• [PROBLEM]
Everything from the line containing "Could you please locate the paved" to the final line of the records below should be given again exactly, and nothing else.

* Start EXTRACTED MATERIAL *

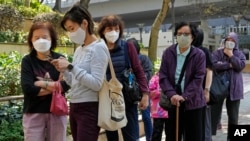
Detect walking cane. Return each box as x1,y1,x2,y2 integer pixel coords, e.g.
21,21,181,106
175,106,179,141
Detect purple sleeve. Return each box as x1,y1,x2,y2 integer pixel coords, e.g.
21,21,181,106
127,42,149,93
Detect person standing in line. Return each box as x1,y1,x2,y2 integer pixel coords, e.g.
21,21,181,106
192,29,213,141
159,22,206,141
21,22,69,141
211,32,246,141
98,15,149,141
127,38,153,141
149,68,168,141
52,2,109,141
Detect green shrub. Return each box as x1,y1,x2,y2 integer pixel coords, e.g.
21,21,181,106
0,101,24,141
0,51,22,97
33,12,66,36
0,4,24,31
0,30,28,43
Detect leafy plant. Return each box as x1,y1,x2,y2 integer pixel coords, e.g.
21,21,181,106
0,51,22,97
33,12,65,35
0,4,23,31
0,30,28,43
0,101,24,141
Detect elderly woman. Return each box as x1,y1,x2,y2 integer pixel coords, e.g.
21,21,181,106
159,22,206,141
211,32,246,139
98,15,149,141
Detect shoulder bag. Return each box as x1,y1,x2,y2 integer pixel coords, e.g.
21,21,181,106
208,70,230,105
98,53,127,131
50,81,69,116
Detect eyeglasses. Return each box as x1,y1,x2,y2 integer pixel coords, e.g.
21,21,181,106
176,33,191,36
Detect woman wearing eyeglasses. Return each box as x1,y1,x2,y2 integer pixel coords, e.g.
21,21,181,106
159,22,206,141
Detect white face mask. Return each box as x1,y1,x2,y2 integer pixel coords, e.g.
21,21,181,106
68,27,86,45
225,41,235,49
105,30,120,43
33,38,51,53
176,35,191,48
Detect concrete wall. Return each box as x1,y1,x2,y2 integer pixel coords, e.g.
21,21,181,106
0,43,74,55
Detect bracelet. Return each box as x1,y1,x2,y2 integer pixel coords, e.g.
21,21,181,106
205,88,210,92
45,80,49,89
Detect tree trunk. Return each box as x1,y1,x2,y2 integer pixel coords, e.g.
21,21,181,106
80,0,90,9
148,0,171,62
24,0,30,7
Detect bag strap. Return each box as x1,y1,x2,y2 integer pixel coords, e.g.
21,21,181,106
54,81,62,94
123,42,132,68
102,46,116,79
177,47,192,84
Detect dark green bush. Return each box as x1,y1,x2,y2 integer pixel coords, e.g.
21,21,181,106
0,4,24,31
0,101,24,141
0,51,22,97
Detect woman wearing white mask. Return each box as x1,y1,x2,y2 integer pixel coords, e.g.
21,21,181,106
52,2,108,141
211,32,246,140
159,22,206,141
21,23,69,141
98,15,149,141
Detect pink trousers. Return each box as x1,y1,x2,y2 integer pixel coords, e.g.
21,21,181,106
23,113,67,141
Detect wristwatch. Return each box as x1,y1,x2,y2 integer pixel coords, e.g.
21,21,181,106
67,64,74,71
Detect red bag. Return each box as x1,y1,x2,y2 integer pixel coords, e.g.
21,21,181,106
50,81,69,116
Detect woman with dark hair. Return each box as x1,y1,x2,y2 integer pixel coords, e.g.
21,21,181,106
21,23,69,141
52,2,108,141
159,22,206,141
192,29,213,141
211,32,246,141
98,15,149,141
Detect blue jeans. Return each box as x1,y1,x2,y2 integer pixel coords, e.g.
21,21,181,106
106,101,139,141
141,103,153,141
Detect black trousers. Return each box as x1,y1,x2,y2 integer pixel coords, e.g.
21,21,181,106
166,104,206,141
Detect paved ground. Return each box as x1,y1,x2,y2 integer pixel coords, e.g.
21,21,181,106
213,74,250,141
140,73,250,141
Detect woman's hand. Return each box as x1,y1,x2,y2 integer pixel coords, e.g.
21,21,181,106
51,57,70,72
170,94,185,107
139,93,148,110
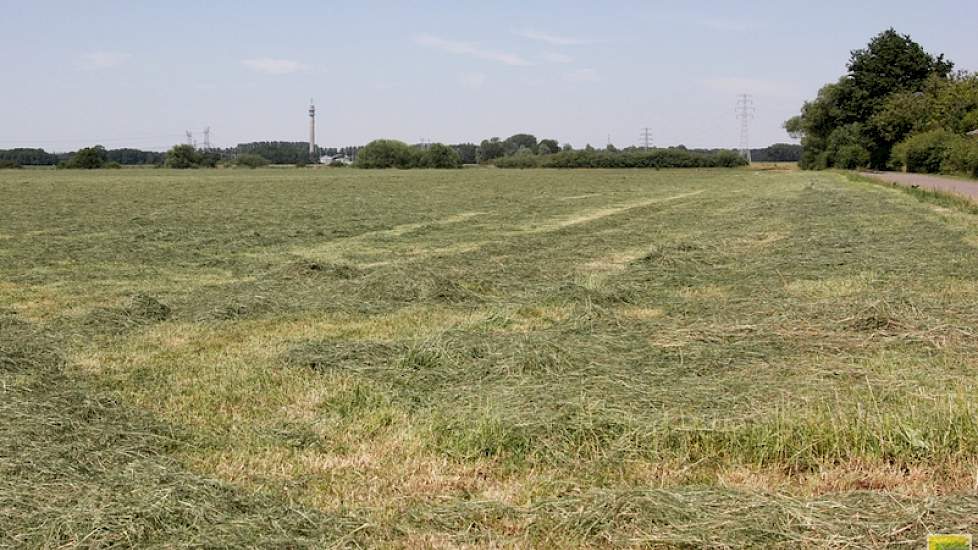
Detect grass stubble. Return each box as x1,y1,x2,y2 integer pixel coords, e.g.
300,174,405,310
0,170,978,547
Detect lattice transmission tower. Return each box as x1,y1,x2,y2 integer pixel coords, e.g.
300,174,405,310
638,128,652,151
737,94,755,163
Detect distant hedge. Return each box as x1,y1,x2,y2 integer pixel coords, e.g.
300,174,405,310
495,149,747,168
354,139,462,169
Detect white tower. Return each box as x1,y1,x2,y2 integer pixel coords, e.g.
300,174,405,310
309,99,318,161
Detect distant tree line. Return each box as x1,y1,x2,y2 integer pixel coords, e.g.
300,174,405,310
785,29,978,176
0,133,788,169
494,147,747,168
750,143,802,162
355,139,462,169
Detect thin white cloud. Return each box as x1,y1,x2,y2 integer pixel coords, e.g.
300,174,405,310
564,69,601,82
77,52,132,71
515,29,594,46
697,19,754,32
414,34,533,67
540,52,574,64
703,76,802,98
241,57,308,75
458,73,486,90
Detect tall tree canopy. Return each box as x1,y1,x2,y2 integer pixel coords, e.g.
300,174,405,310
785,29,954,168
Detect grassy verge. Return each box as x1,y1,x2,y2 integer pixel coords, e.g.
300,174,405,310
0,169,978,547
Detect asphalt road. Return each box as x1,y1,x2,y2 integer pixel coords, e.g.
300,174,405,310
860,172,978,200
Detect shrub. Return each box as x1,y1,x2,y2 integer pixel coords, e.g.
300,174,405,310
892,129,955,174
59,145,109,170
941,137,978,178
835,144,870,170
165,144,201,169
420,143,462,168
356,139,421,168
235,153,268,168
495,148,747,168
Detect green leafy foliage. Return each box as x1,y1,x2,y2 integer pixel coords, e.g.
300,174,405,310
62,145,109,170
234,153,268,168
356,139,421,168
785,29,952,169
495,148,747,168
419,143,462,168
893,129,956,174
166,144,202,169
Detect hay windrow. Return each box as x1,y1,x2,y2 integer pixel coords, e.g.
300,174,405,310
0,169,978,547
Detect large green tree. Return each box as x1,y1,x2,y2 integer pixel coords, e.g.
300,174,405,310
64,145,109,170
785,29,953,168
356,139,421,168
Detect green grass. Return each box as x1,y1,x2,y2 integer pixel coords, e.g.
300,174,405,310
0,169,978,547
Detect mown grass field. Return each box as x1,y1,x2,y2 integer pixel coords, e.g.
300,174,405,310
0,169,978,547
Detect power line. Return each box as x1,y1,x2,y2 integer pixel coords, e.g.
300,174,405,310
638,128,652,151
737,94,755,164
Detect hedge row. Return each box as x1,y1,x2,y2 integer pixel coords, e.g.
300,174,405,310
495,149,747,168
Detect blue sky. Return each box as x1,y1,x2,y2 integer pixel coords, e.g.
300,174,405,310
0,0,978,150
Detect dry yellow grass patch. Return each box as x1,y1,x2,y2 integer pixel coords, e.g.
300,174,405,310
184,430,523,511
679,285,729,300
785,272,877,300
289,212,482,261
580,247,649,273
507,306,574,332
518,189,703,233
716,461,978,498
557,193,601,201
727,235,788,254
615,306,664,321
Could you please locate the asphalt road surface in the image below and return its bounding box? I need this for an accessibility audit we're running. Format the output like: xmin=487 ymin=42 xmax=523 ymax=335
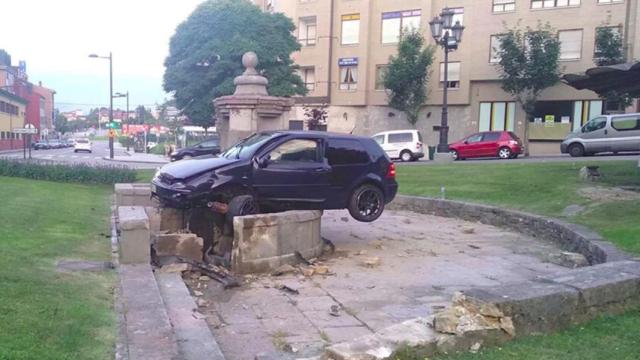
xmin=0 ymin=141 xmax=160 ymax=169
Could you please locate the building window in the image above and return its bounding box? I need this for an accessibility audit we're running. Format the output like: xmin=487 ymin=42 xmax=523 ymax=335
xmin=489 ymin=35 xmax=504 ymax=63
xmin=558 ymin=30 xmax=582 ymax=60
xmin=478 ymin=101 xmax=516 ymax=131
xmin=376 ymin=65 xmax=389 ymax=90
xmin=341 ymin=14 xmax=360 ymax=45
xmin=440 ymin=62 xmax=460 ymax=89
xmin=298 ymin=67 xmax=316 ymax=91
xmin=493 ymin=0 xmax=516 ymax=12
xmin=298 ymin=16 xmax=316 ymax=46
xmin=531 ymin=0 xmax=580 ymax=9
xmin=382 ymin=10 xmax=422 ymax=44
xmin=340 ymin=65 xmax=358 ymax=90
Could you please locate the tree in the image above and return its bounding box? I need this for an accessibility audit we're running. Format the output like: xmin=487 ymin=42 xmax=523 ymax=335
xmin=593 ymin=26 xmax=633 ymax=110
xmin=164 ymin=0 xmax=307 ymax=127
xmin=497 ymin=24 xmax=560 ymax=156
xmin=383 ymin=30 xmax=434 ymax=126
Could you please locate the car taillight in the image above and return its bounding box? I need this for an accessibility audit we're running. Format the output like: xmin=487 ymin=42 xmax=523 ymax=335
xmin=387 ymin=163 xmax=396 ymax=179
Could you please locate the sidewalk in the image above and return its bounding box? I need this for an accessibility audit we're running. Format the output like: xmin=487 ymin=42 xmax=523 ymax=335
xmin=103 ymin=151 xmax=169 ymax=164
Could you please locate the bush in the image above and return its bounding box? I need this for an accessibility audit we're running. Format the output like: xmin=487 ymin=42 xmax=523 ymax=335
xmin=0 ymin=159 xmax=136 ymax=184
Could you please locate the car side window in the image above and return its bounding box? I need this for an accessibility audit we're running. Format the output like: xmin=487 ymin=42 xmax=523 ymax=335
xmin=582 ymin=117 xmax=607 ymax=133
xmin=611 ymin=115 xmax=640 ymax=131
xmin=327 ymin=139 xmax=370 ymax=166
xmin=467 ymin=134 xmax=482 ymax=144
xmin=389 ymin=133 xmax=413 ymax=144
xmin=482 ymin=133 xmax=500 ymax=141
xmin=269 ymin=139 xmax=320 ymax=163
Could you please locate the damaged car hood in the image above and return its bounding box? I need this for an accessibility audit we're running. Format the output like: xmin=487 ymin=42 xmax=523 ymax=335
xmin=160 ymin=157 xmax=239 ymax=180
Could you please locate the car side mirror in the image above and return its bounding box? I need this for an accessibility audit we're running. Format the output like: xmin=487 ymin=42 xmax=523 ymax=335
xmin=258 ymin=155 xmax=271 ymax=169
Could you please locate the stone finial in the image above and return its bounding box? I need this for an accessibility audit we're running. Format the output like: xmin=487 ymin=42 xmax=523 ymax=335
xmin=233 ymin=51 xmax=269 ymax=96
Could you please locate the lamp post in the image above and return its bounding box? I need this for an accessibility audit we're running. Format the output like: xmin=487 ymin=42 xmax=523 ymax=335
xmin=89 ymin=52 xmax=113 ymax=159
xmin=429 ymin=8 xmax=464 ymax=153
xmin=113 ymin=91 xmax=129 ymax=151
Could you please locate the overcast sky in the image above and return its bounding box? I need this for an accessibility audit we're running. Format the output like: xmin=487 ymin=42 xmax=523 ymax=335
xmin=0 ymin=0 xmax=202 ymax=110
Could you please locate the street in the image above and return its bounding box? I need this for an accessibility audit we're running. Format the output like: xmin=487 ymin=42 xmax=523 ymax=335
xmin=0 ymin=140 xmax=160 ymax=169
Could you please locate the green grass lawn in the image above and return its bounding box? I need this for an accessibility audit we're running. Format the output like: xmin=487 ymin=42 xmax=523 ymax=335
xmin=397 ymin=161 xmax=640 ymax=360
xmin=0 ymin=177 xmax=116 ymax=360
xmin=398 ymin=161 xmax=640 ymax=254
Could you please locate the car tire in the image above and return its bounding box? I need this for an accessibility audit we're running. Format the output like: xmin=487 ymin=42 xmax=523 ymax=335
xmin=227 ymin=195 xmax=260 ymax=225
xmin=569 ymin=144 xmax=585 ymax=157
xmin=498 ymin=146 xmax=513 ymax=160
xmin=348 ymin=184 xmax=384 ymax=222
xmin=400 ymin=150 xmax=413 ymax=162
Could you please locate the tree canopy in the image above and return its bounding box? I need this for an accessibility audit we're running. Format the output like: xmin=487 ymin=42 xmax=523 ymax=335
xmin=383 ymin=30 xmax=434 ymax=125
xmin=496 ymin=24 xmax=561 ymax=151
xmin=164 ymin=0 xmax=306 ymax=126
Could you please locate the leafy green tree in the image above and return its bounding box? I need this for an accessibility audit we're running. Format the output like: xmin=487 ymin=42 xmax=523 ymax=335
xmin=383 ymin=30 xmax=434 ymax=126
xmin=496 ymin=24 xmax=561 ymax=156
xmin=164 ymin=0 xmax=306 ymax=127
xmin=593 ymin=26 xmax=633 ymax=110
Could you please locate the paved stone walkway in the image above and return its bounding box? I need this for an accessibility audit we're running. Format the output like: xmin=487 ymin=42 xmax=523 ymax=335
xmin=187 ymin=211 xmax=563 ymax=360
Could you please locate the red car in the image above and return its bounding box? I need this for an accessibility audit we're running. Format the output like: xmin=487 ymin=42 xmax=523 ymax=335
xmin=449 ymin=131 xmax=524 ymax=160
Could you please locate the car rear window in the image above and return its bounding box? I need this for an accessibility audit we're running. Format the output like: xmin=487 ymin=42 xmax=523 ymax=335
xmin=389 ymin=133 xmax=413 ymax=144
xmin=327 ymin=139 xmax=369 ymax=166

* End EXTRACTED MATERIAL *

• [ANSWER FOR THIS EXERCISE]
Could you please locate the paved stone walkway in the image above and return its bounding box? I need this for an accessibility audit we're running. Format the output like: xmin=487 ymin=42 xmax=523 ymax=335
xmin=187 ymin=211 xmax=563 ymax=360
Could you please locate the red car in the image above and return its bounding box? I need this for an accessibility audit we're running. Format the output like: xmin=487 ymin=42 xmax=523 ymax=335
xmin=449 ymin=131 xmax=524 ymax=160
Could you please locate the car rear window in the image above and return its bounding box? I need this for an accessibility audit we're running. Format the output like: xmin=487 ymin=42 xmax=523 ymax=335
xmin=389 ymin=133 xmax=413 ymax=144
xmin=327 ymin=139 xmax=369 ymax=166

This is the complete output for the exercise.